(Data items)

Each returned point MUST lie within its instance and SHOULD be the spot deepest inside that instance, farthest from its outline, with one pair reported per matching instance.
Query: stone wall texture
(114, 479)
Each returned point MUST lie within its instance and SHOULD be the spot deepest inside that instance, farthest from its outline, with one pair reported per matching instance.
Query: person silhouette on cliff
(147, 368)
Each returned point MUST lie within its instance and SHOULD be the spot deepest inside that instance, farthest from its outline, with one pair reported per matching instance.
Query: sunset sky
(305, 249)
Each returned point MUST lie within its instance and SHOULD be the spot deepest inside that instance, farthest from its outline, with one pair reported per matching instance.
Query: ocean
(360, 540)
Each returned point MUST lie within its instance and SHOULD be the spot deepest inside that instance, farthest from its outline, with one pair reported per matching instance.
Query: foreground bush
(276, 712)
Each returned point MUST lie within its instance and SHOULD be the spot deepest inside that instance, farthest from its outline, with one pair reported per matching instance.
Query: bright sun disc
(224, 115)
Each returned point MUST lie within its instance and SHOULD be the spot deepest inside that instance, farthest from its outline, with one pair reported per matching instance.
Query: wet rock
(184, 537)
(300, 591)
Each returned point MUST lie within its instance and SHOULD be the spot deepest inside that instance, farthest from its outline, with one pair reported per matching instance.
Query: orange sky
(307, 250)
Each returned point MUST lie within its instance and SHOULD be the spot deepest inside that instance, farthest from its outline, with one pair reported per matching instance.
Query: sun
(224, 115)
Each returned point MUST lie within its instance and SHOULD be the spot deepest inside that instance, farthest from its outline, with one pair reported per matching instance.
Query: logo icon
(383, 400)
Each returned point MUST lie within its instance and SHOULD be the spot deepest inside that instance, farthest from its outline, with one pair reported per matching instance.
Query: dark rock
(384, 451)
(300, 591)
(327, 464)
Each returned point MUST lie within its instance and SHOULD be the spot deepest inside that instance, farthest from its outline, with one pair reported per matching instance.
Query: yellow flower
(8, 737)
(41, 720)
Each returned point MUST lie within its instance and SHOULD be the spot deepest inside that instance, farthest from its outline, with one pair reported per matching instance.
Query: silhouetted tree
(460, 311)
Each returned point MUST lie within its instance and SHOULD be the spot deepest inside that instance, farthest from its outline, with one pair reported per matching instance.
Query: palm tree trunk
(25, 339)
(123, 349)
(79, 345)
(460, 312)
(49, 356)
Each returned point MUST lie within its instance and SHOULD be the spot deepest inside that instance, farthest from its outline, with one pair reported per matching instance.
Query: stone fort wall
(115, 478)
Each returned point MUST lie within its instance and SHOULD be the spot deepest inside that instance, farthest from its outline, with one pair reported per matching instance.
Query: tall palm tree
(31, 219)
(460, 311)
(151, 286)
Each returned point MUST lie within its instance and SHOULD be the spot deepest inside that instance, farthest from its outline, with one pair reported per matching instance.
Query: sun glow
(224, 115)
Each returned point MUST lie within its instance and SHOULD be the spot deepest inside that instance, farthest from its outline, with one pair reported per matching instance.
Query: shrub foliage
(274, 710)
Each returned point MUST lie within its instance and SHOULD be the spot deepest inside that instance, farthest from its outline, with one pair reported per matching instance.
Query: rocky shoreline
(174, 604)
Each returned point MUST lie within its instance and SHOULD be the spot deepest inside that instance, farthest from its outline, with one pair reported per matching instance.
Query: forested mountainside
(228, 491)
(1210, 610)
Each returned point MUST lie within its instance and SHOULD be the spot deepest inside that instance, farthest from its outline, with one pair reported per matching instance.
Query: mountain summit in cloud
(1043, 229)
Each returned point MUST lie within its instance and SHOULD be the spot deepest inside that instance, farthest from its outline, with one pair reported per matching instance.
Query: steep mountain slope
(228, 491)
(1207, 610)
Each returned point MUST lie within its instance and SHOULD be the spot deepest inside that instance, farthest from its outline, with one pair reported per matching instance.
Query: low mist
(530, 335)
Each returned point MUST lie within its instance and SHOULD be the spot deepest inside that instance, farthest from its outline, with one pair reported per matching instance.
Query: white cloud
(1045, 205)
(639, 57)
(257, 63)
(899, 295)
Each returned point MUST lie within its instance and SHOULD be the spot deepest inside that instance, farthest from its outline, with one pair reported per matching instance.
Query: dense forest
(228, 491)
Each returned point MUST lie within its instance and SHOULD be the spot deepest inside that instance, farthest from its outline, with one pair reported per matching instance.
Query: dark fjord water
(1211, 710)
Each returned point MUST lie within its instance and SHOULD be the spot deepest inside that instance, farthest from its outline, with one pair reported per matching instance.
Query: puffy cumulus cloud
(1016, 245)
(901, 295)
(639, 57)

Exercise directions: Copy every line of the records word for word.

Correct result:
Each returned point MUST lie within its instance and SHOULD be the spot deepest inside that instance, farthest from its outline, with one pair reported per matching instance.
Query: stone wall texture
(114, 479)
Each returned point MUST lie within its instance and SHOULD be the spot deepest inside that instance, farthest from its outline, with one pair reported per matching instance.
Query: person silhouette on cliff
(147, 368)
Each returned point MUST lie within its instance and SHOULD be the spot deepest inside that instance, farthest from its outline, with one pair reported per matching instance.
Query: sunset sky
(305, 249)
Each returned point MUST lie within its instance and SHOULD be the spot deepest inside that instance, farthest from its outline, with one pair reported per matching instance.
Query: ocean
(360, 540)
Each returned point MUST lie within its instance and SHOULD be the spot deepest inside that instance, farthest from its outline, with one pair reported per matching instance.
Query: foreground bush
(276, 712)
Each returned point MUST lie within its instance and SHOULD be the spot deepest inside that instance, farthest from its outline, with one pair reported per matching instance.
Query: bright sun disc
(224, 115)
Each returned point MUST lie within its instance and SHOULD be the spot deepest inside that instance, farthest from its outline, with one pair reported per matching instance.
Query: wet rock
(184, 537)
(300, 591)
Each returned point MUST lie within its instance and SHOULD be the spot deepest inside that instance, farthest from its outline, with one pair reported per matching instance.
Query: orange sky
(307, 250)
Each returned point MUST lie within its instance and SHOULD be the spot deepest inside that instance, farthest from its outline, with one pair reported per matching instance.
Query: sun
(224, 115)
Each returned point MUST lie within its instance and SHOULD be the spot deepest inside that instance, farthest from its outline, with one pair reported per matching instance.
Query: logo icon
(383, 400)
Each returned point MUST lie within its instance and SHOULD be the spot deepest inside that instance, farthest from its outline, with one pair reported per matching instance.
Query: dark rock
(384, 451)
(300, 591)
(327, 464)
Each returned point MUST lie within its instance and SHOULD be the spot deepest inside that instance, farthest from its outline, with one pair reported per matching instance.
Query: yellow flower
(8, 737)
(41, 720)
Each returned point MUST lie within its instance and SHOULD be the spot deepest inside that instance, farthest from its outline, with one pair reported per matching instance.
Query: silhouetted tree
(460, 311)
Each returned point MUST lie within its instance and SHOULD be the spot deepest inside that instance, farthest from its outline, with one pair reported per matching instance.
Query: palm tree trunk
(25, 339)
(123, 349)
(79, 345)
(460, 312)
(49, 356)
Each returned point MUST lie within its instance and SHOULD be the spot deepest inside that instance, farthest from its outline, with one pair reported per matching instance.
Query: stone fort wall
(115, 478)
Each returned point MUST lie within its instance and SHOULD be the spot deepest inside that instance, farthest from its outline, with one pair reported per matching instance.
Query: tall palm tree
(31, 219)
(460, 311)
(151, 286)
Each returned point MUST lie within its instance and SHOULD be the spot deepest inside that instance, farthest from its outline, with one pair reported per matching instance.
Query: sun glow
(224, 115)
Each returned point MUST lie within its instance and SHOULD be the spot deepest inside that instance, farthest from its outline, with one pair reported per matching instance.
Query: shrub foliage
(274, 710)
Each returned point MUST lie within its instance and SHOULD be the spot deepest inside that instance, farthest from its outline, with one pair reported per matching instance.
Query: rocky shoreline
(174, 604)
Each returned point MUST lie within its instance and SHOULD be the spot deepest inside that instance, farthest from its outline, with one pair reported per matching instance.
Query: forested mountainside
(228, 491)
(1210, 610)
Each returned point MUST lie within its instance and SHOULD be the spot deepest inside that instance, farthest from its outline, with one pair reported per matching instance.
Query: mountain summit in cloud
(1043, 229)
Each returned point MUST lie within its instance and SHOULD be the spot deepest inside that instance, farthest from its outline, with one pair reported per matching instance.
Query: steep mountain slope
(228, 491)
(1207, 610)
Each returned point MUST lie within its instance and SHOULD be the spot deepest inside that instance, farthest from its outline, with one pair reported per matching instance.
Query: low mist
(530, 335)
Each returned point MUST lie within its instance and SHOULD be the spot deepest inside that instance, farthest from its outline, with one pair reported per matching instance.
Query: white cloud
(1045, 205)
(639, 57)
(257, 63)
(899, 295)
Each returned point MUST lie within its instance and SHOULD be the spot deepest inside that instance, farthest from its outline, with one pair reported per matching instance.
Query: dense forest
(228, 491)
Each returned point MUST lie within its instance and SHOULD be the spot deepest inside that instance, farthest from its outline, with one pair reported per matching instance.
Query: dark fjord water
(1211, 710)
Each returned point MUST lie within its instance and SHOULD be the spot deepest inside that instance, farthest from its outline, with one pair reported per matching instance.
Query: puffy cumulus cloud
(1016, 245)
(901, 295)
(639, 57)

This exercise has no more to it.